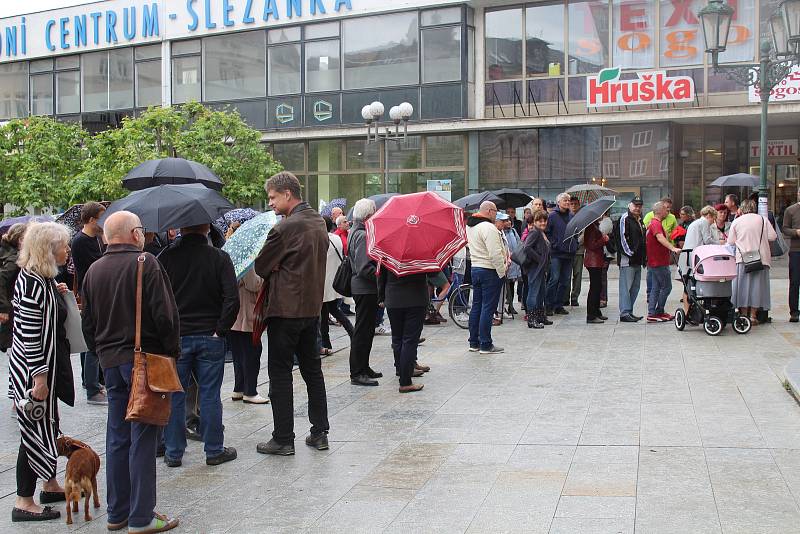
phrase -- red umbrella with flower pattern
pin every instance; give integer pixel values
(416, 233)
══════════
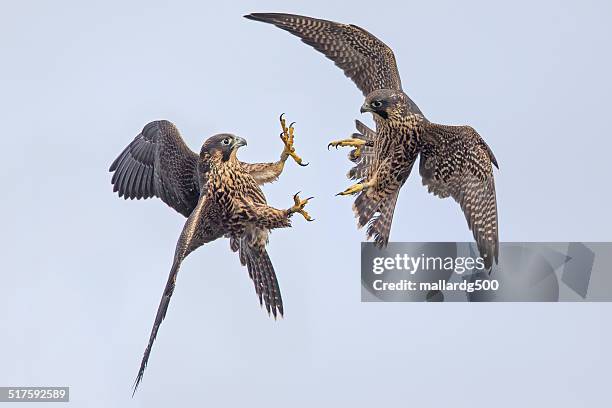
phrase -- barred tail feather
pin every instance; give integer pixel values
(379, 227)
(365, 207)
══════════
# What is required:
Among the records above, how many lines contain the word "phrase"? Answer with the number by itself.

# Final answer:
2